• _DIRECTIONS FOR THIS TASK_
Please copy out every line in the entries that includes the word "fruit".

• _SOURCE DATA_
# # #
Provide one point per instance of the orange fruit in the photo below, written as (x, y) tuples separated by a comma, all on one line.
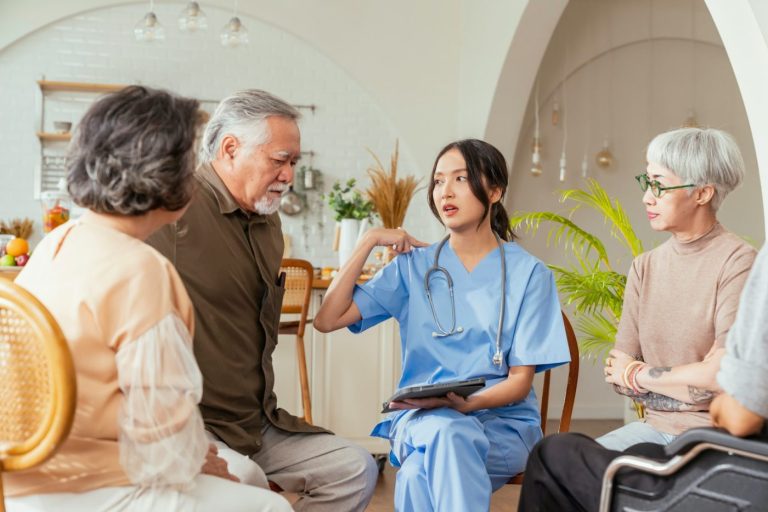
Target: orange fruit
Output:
# # #
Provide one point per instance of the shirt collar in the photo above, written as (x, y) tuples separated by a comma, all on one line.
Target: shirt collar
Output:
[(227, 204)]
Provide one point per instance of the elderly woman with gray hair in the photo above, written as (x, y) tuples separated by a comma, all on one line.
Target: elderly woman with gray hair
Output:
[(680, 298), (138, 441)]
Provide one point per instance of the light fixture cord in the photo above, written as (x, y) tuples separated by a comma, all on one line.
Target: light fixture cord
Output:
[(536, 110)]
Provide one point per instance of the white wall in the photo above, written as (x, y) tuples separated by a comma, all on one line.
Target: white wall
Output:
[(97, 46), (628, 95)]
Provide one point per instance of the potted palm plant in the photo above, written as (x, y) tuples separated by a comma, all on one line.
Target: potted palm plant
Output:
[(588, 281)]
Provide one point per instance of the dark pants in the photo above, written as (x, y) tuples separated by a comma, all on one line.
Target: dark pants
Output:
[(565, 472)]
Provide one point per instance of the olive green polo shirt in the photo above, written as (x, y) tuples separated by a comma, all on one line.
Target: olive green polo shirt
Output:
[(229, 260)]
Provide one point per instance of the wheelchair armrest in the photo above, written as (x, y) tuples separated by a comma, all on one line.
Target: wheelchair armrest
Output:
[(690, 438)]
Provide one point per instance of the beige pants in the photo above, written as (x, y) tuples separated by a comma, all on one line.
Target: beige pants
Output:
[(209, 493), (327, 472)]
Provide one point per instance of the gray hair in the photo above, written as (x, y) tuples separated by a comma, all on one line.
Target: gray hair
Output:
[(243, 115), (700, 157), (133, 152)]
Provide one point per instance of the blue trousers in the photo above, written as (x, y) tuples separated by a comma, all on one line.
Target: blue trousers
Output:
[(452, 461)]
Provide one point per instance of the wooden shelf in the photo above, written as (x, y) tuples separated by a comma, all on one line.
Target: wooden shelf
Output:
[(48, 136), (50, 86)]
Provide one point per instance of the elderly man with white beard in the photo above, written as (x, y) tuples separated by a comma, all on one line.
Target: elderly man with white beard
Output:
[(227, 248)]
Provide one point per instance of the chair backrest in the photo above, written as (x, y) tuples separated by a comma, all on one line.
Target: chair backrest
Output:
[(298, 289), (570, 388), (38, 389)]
# # #
• _ANSWER SPACE_
Provide one point per instance of the orange fruit in the photo below, written as (x, y) tuples separated by a comma, all on one line.
Target: orange fruit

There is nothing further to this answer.